**Directions for this task:**
Exactly repeat the line that contains "beige wall. Return only the coordinates.", then every line after it up to and including the final line.

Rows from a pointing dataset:
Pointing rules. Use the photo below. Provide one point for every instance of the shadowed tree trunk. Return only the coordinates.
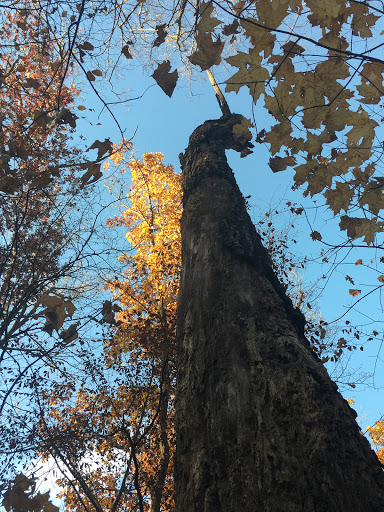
(260, 424)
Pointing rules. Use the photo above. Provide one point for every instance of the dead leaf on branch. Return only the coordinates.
(125, 51)
(166, 80)
(109, 311)
(70, 334)
(208, 52)
(207, 23)
(251, 74)
(357, 228)
(92, 175)
(161, 35)
(231, 29)
(65, 116)
(102, 148)
(91, 77)
(339, 198)
(278, 164)
(57, 309)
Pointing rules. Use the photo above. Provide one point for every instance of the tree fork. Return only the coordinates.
(260, 424)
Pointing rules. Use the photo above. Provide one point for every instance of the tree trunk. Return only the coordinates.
(260, 425)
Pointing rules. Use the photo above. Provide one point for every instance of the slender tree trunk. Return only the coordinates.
(260, 424)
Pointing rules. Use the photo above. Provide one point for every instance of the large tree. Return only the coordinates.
(317, 69)
(260, 425)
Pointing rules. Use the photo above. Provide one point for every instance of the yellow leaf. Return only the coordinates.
(90, 76)
(357, 228)
(206, 23)
(250, 74)
(339, 198)
(208, 52)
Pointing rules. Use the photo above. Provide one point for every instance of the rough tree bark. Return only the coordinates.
(260, 424)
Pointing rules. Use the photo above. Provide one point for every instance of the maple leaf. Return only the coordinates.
(57, 309)
(166, 80)
(339, 198)
(251, 74)
(125, 51)
(93, 173)
(161, 35)
(102, 148)
(207, 23)
(315, 235)
(208, 52)
(65, 116)
(348, 278)
(357, 228)
(278, 164)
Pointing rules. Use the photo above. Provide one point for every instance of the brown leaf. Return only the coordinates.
(125, 51)
(102, 148)
(109, 311)
(66, 117)
(70, 334)
(231, 29)
(278, 164)
(161, 35)
(315, 235)
(91, 77)
(208, 52)
(93, 173)
(165, 79)
(86, 46)
(357, 227)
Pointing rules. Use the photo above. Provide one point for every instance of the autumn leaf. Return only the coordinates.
(208, 52)
(86, 46)
(65, 116)
(358, 227)
(348, 278)
(339, 198)
(70, 334)
(91, 77)
(161, 35)
(92, 174)
(251, 73)
(165, 79)
(278, 164)
(125, 51)
(102, 148)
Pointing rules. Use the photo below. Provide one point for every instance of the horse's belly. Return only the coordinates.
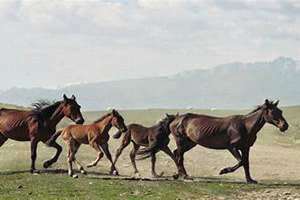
(16, 134)
(220, 141)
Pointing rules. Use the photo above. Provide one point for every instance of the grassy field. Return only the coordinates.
(273, 162)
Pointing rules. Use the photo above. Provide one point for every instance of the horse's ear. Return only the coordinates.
(65, 97)
(267, 102)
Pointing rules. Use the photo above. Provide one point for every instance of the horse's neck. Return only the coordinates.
(254, 122)
(105, 124)
(56, 117)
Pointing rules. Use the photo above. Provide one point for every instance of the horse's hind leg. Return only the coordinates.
(153, 161)
(100, 155)
(183, 145)
(113, 170)
(3, 139)
(79, 165)
(33, 147)
(71, 158)
(125, 142)
(168, 151)
(132, 158)
(238, 157)
(58, 148)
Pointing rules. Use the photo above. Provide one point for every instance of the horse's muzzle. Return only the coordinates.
(79, 121)
(124, 129)
(284, 127)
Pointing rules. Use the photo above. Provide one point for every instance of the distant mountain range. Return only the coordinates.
(233, 85)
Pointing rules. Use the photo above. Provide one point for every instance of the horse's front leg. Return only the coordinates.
(245, 161)
(235, 152)
(54, 159)
(33, 146)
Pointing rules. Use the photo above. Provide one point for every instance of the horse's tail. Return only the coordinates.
(148, 151)
(54, 137)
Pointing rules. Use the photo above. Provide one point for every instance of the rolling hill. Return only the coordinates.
(233, 85)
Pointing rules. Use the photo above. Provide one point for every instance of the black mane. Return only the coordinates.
(101, 118)
(45, 109)
(163, 125)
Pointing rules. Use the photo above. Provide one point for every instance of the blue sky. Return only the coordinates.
(55, 43)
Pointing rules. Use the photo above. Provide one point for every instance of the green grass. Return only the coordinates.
(15, 157)
(49, 186)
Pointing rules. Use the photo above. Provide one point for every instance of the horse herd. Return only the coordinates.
(235, 133)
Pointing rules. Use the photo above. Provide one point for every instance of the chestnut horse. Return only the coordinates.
(235, 133)
(154, 138)
(38, 125)
(95, 134)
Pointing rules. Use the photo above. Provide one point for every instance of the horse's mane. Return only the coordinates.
(255, 109)
(45, 109)
(163, 125)
(102, 118)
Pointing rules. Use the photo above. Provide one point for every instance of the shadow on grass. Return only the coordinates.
(215, 180)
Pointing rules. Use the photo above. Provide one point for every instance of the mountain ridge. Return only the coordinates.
(227, 86)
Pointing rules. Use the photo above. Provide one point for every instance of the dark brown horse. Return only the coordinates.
(235, 133)
(154, 138)
(38, 125)
(96, 135)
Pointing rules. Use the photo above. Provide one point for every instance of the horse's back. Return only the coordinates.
(14, 124)
(139, 133)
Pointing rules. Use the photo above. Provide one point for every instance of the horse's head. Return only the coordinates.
(273, 115)
(169, 118)
(118, 121)
(71, 109)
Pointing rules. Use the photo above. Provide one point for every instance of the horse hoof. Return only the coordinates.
(223, 171)
(70, 173)
(47, 164)
(251, 181)
(114, 173)
(75, 176)
(137, 175)
(158, 175)
(176, 176)
(34, 171)
(186, 177)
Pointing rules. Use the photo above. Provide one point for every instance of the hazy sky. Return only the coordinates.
(54, 43)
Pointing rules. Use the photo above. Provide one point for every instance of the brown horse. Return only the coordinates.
(38, 125)
(155, 138)
(235, 133)
(95, 134)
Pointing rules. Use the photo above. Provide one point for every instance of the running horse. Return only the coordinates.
(38, 124)
(96, 135)
(235, 133)
(154, 139)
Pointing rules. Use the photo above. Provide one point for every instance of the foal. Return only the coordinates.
(154, 138)
(96, 135)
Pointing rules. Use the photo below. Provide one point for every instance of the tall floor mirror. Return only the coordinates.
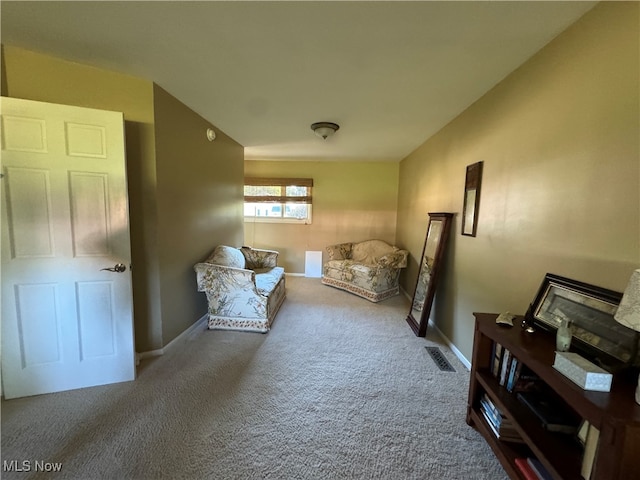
(434, 246)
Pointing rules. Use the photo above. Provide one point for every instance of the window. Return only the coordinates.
(286, 200)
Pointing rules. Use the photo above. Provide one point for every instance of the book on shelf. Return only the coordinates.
(497, 358)
(590, 447)
(554, 416)
(504, 432)
(506, 356)
(514, 371)
(525, 468)
(537, 467)
(525, 380)
(501, 426)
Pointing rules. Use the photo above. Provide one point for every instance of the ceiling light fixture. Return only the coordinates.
(324, 129)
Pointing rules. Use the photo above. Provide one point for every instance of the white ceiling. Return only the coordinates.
(390, 73)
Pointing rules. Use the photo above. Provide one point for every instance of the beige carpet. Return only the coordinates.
(339, 389)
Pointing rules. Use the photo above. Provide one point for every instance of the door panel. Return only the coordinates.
(66, 322)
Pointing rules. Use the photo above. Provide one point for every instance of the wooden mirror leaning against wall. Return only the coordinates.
(434, 245)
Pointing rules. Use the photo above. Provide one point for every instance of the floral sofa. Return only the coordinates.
(244, 288)
(370, 269)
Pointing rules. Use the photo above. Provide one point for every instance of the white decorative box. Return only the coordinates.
(580, 370)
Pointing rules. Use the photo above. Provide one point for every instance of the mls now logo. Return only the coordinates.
(29, 466)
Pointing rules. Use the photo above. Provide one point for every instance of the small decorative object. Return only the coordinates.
(563, 336)
(582, 372)
(527, 320)
(628, 313)
(471, 200)
(437, 234)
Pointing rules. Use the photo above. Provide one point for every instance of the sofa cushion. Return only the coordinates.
(367, 252)
(227, 257)
(267, 279)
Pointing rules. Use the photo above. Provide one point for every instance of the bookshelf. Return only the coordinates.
(614, 414)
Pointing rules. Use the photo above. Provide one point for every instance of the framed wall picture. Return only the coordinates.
(471, 200)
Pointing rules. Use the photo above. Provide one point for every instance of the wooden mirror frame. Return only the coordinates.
(435, 242)
(471, 201)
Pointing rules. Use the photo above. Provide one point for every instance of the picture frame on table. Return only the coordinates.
(590, 309)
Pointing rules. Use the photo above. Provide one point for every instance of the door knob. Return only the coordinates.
(118, 268)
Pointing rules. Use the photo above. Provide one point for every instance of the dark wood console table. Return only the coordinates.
(615, 414)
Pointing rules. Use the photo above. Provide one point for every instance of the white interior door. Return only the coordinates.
(66, 322)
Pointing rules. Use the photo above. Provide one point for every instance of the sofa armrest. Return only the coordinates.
(259, 258)
(340, 251)
(210, 276)
(397, 259)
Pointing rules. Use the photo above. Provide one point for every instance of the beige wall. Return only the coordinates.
(561, 184)
(157, 190)
(199, 205)
(351, 202)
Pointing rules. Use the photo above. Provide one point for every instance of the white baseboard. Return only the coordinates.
(451, 346)
(161, 351)
(449, 343)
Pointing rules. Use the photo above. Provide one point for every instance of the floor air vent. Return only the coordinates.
(442, 363)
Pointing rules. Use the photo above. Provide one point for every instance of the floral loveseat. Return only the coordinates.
(244, 288)
(370, 269)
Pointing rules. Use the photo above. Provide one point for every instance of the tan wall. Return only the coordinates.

**Result:**
Pointing rules. Use the photo above. Provide one point for every instance of the beige wall. Return only the coordinates.
(561, 184)
(157, 190)
(199, 205)
(351, 202)
Pointing rules. Use the photo above. Provide one point for every instance of the white baseboard. Return only the coordinates.
(451, 346)
(161, 351)
(449, 343)
Pointing rules. Use the photo above. Provide one point for every instance of the floor air vent. Return only the coordinates.
(442, 363)
Pointing rules. Use the photo above. Provide one point for every instance of the floral loveseat. Return only the coordinates.
(244, 288)
(370, 269)
Pointing rules. Use the photo above. Provide one point for every instance of the tan wall. Return only the coordinates.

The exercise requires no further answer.